> **Texte présenté**
◆ ◆ ◆ ◆
La loi du 16 août 2022 portant mesures d'urgence pour la protection du pouvoir d'achat avait pérennisé le principe d'une prime exonérée de cotisations sociales. Les articles 6 et 8 du présent projet de loi permettent en outre d'inscrire la prime de partage de la valeur (PPV) parmi les dispositifs de partage de la valeur, tout en prorogeant son régime fiscal actuel jusqu'à la fin de 2026 pour les entreprises de moins de 50 salariés. Rappelons que la PPV est plébiscitée.

L'article 7 introduit un nouvel outil, le plan de partage de la valorisation de l'entreprise (PPVE), que je n'évoquerai pas de manière détaillée. Les articles 9 à 12 procèdent à des ajustements sur lesquels je ne reviens pas.

Le titre IV porte sur l'actionnariat salarié. Bien que spécifique à certains types de sociétés, celui-ci constitue un outil très efficace d'association des salariés à l'entreprise, que nous souhaitons encourager. En ce sens, les articles 13 et 14 modifient les plafonds d'attribution d'actions gratuites.

Je termine par un mot sur le titre Ier . Dans un contexte d'inflation qui continue à peser sur le pouvoir d'achat de nos concitoyens – même si nous pouvons noter qu'elle commence à se stabiliser –, l'article 1er vise à affirmer l'importance qui s'attache à une révision plus régulière des classifications sur lesquelles se fondent les grilles salariales. D'autre part, l'article 1er bis consacre l'engagement des branches en faveur de l'égalité professionnelle.

Si nous adoptons ce texte à une large majorité, nous enverrons un très bon signal en faveur de la démocratie sociale. Je vous invite donc à le voter massivement.

Mme Charlotte Parmentier-Lecocq, vice-présidente de la commission mixte paritaire, et Mme Maud Petit applaudissent.

Debut de section - PermalienPhoto issue du site de l'Assemblée nationale ou de Wikipedia

La parole est à M. le ministre du travail, du plein emploi et de l'insertion.

Debut de section - Permalien
Olivier Dussopt, ministre du travail, du plein emploi et de l'insertion

Le Gouvernement accueille avec une grande satisfaction l'accord trouvé en commission mixte paritaire sur la transposition de l'ANI du 10 février dernier relatif au partage de la valeur. Du point de vue du Gouvernement, c'est une double satisfaction, non seulement pour le dialogue social mais aussi pour la démocratie parlementaire. Les deux assemblées se sont illustrées par leur sens du dialogue et de la responsabilité. C'est ce qui mène à cette transposition réussie, qui trouve un équilibre entre l'écoute du dialogue social et le respect de la compétence du législateur. Ce succès doit beaucoup à la qualité des discussions parlementaires, et je tiens plus particulièrement à saluer le travail accompli par le rapporteur, M. Louis Margueritte, en lien avec sa collègue du Sénat.

Ce projet de loi répond à deux demandes majeures des Français : une action en faveur du pouvoir d'achat et la participation des salariés dans leur entreprise. Il s'inscrit dans la continuité de réformes précédentes en faveur du pouvoir d'achat, notamment la loi du 22 mai 2019, dite Pacte, relative à la croissance et la transformation des entreprises, les mesures d'urgence au moment de la crise sanitaire et les dispositions inscrites dans la loi en juillet 2022 pour lutter contre l'inflation.
◆ ◆ ◆ ◆
> **Travail demandé**
**a)** Dans l'extrait sur le partage de la valeur, pourquoi le ministre parle-t-il d'une « double satisfaction » ? Répondez en une à trois phrases.
**b)** Rédigez la suite de l'extrait sur le partage de la valeur, à partir de sa dernière phrase.
Les enregistrements qui suivent proviennent d'une autre source que l'extrait.

> **Extraits de données**
◆ ◆ ◆ ◆
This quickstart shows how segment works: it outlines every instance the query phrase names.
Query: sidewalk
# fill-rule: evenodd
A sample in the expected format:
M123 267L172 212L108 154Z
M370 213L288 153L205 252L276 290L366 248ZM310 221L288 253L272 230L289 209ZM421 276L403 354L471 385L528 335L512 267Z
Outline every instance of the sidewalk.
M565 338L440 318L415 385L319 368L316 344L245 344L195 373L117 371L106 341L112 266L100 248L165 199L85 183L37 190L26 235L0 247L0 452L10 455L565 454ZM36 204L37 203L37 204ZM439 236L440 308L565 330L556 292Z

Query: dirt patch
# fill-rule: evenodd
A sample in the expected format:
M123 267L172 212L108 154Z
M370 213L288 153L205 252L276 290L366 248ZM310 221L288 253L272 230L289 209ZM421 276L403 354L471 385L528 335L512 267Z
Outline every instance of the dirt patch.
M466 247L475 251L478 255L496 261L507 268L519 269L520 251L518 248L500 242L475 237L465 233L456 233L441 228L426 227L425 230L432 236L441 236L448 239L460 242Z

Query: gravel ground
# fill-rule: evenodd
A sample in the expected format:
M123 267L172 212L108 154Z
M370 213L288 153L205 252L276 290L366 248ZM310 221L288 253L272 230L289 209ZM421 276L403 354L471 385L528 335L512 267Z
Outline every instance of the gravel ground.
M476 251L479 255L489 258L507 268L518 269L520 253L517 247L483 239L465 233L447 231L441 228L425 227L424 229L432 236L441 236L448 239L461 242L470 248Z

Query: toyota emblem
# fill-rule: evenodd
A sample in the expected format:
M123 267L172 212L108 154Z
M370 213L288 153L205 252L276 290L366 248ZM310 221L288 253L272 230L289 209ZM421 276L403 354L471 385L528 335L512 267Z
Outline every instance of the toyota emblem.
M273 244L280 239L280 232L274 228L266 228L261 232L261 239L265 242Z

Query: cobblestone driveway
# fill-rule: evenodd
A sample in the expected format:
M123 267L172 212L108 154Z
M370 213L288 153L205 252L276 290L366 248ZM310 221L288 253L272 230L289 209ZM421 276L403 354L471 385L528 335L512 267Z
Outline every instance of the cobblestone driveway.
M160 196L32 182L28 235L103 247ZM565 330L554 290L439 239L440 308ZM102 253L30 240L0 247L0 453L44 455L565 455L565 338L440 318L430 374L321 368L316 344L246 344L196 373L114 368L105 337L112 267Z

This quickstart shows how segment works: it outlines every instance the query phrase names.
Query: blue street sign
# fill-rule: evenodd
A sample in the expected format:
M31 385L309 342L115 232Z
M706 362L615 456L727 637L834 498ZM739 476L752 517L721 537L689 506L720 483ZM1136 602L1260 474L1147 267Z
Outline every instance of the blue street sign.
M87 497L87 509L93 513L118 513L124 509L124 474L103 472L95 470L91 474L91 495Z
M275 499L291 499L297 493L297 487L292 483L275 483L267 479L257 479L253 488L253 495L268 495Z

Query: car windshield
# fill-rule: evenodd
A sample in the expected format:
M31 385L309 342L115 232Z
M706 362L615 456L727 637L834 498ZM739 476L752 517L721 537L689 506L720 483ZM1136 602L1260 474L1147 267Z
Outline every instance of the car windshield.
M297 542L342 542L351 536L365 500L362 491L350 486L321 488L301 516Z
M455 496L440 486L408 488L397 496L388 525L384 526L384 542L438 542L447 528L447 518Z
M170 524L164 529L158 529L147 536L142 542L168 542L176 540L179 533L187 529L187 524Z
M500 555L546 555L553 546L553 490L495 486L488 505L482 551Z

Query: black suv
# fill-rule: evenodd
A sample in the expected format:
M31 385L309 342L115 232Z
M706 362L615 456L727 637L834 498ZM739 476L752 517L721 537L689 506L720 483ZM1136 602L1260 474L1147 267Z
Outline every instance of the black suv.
◆ ◆ ◆ ◆
> **Réponses**
**a)** Le ministre y voit une satisfaction pour le dialogue social et une autre pour la démocratie parlementaire. Selon lui, les deux assemblées ont fait preuve de sens du dialogue et de responsabilité. Elles ont ainsi abouti à une transposition réussie, équilibrée entre l'écoute du dialogue social et le respect de la compétence du législateur.

**b)**
Sans jamais substituer au salaire les dispositifs de partage de la valeur, ce texte complète l'arsenal au service du pouvoir d'achat des Français. Ce gain de pouvoir d'achat par le partage de la valeur créée dans l'entreprise renvoie à une conception particulière du travail : l'idée que partager la valeur, c'est d'abord et avant tout revaloriser le travail et renforcer la solidarité de destin entre l'entreprise et le salarié.

Le 16 septembre 2022, lorsque j'ai invité les partenaires sociaux à ouvrir une négociation à ce sujet, l'aboutissement de celle-ci n'avait rien d'évident, et nombreux étaient ceux qui en doutaient. Pourtant, malgré les débats agités du printemps, les partenaires sociaux sont parvenus le 10 février dernier à un accord, qui a été signé par les trois organisations patronales représentatives et quatre des cinq organisations syndicales représentatives.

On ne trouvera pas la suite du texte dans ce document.